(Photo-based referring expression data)
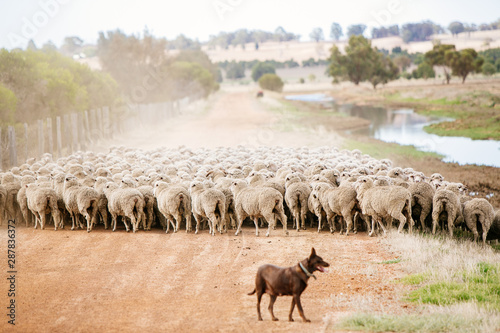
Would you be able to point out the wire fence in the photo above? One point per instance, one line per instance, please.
(61, 136)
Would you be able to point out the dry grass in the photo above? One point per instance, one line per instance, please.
(433, 261)
(440, 257)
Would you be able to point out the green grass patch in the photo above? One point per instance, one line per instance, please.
(384, 149)
(482, 286)
(409, 323)
(393, 261)
(414, 279)
(440, 101)
(470, 128)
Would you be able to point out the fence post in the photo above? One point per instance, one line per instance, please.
(12, 147)
(51, 141)
(1, 150)
(106, 123)
(58, 137)
(67, 130)
(81, 131)
(99, 124)
(25, 141)
(86, 126)
(41, 138)
(74, 131)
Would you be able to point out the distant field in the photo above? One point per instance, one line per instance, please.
(480, 40)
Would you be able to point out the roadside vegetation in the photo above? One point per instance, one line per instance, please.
(454, 283)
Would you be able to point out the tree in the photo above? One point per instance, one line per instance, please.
(382, 70)
(235, 70)
(488, 69)
(416, 32)
(271, 82)
(456, 28)
(424, 70)
(260, 69)
(360, 63)
(436, 57)
(356, 30)
(317, 34)
(8, 103)
(403, 62)
(71, 45)
(336, 31)
(464, 62)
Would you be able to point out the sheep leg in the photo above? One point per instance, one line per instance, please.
(43, 219)
(126, 223)
(212, 222)
(380, 222)
(113, 221)
(320, 217)
(104, 216)
(331, 221)
(271, 218)
(178, 219)
(197, 219)
(402, 221)
(423, 214)
(189, 226)
(450, 223)
(256, 222)
(373, 227)
(348, 222)
(303, 214)
(284, 222)
(296, 218)
(239, 217)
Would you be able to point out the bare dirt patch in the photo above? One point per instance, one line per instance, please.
(152, 281)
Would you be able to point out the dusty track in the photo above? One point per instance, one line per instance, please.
(104, 281)
(71, 281)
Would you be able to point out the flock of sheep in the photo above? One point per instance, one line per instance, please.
(222, 187)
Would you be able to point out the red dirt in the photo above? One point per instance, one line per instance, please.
(149, 281)
(71, 281)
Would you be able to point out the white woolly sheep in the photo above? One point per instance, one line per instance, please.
(208, 203)
(478, 213)
(174, 202)
(125, 202)
(256, 202)
(387, 202)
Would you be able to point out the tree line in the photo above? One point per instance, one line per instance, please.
(362, 62)
(45, 83)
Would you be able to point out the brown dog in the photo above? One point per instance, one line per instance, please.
(289, 281)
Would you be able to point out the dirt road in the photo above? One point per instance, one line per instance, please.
(71, 281)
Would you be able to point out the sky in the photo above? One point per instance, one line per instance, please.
(52, 20)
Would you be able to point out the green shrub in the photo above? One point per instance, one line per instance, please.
(260, 69)
(488, 68)
(271, 82)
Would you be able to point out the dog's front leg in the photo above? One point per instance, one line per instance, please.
(271, 305)
(256, 222)
(290, 318)
(259, 298)
(299, 306)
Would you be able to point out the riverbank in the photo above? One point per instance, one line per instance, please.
(484, 181)
(475, 105)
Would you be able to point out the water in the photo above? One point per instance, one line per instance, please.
(405, 127)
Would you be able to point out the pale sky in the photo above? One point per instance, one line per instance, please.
(44, 20)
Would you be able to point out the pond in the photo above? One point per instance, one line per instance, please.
(405, 127)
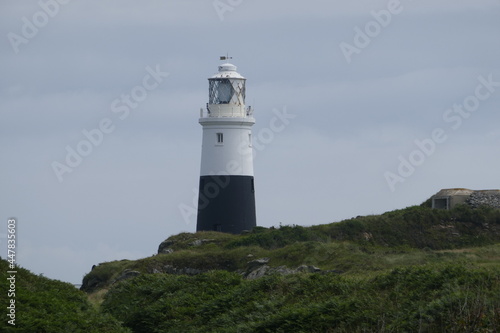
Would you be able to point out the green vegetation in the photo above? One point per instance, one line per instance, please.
(429, 298)
(410, 270)
(49, 306)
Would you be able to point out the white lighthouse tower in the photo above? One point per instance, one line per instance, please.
(226, 200)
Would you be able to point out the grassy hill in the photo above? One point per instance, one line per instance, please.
(410, 270)
(48, 306)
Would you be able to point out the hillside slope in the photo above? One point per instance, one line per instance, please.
(50, 306)
(409, 236)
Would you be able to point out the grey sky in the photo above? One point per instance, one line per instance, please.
(353, 120)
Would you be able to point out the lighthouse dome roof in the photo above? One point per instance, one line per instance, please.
(227, 70)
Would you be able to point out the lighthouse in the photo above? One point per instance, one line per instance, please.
(226, 201)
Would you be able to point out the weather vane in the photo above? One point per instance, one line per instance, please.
(226, 57)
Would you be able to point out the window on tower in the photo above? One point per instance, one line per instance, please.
(220, 138)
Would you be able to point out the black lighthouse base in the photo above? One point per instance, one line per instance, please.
(226, 204)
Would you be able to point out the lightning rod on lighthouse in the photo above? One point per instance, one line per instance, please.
(226, 201)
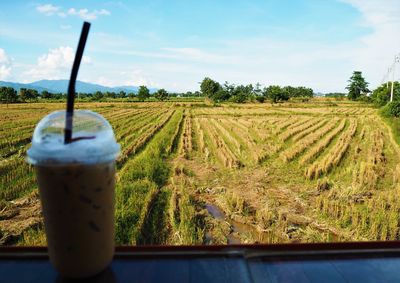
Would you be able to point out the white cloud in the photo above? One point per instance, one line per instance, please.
(56, 64)
(5, 65)
(85, 14)
(134, 77)
(65, 26)
(47, 9)
(380, 46)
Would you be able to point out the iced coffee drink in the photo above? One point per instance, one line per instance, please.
(76, 187)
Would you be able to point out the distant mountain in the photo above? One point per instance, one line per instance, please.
(56, 86)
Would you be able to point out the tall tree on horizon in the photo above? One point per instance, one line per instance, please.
(357, 86)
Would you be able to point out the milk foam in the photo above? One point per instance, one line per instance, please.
(48, 140)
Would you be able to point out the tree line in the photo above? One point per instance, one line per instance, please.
(242, 93)
(358, 90)
(11, 95)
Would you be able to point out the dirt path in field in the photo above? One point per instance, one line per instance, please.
(18, 216)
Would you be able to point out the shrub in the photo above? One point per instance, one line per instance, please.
(392, 109)
(260, 98)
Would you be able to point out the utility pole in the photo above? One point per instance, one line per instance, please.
(387, 78)
(396, 60)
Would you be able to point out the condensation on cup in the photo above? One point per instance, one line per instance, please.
(76, 188)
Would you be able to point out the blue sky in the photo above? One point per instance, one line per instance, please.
(175, 44)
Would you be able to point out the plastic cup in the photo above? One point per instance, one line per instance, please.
(76, 188)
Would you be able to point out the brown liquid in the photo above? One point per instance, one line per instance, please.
(78, 208)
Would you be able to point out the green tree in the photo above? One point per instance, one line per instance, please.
(276, 93)
(97, 95)
(28, 94)
(143, 93)
(161, 94)
(8, 95)
(209, 88)
(122, 94)
(46, 95)
(357, 86)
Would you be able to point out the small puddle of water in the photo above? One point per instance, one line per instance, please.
(237, 227)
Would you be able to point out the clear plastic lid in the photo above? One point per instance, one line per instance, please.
(92, 135)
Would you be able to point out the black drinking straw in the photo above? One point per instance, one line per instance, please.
(72, 80)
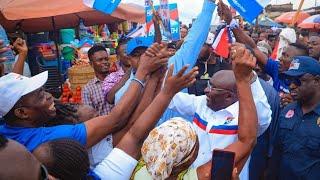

▶ **WORK TASK**: Only lines from the one holding "Would you be able to point out the distant mountain" through the last line of the entries above are wanted, both ends included, each retyped exactly; no pictures.

▶ **YOUR RESPONSE**:
Would you be able to point out the distant mountain in the photo above? One point per instance, one line per instance, please.
(56, 86)
Would you be able to point out the tall tree on horizon in the photo above? One point per instance, one line per instance, please.
(357, 86)
Would you be able to point out the milk foam in the photo above? One point per instance, one line per instance, please.
(48, 140)
Would you be able to point out the tree line in the photo above? One point per instance, one line per instance, please.
(242, 93)
(358, 90)
(11, 95)
Would you be able to point out the dirt path in field in the photo above? One point per instance, one line per instance, please.
(18, 216)
Would you be able to point out the shrub in the photo above? One point per instance, one line per instance, please.
(392, 109)
(260, 98)
Would you be able to point out the utility pole in the photo above? One point per instance, one line per instance, please.
(387, 78)
(396, 60)
Would you be able to point out the condensation on cup in the photo above? One point per instance, one line per instance, please.
(76, 188)
Would you be able to point out the blue sky in the photo above? One point per instance, one line per instance, please.
(175, 44)
Would you be able to point out the plastic cup in the photo above? One point per instance, one line per instance, please.
(76, 188)
Would you be able to point out the brown liquid in the photo above? One point per instance, one line per instance, please.
(78, 208)
Would you be able to point out the green tree in the photo above? One point per instance, one line per instance, please.
(276, 93)
(97, 95)
(28, 94)
(143, 93)
(161, 94)
(8, 95)
(209, 88)
(122, 94)
(46, 95)
(357, 86)
Would you be able to point out the small puddle of water in the photo above? One point per instance, one line per instance, please.
(237, 227)
Would you be able to point out the clear plastic lid in the photo above? One point per instance, one line per instance, please.
(92, 135)
Would you be able to point out the black drinking straw in the photo above? One point per instance, one line per instance, please.
(72, 80)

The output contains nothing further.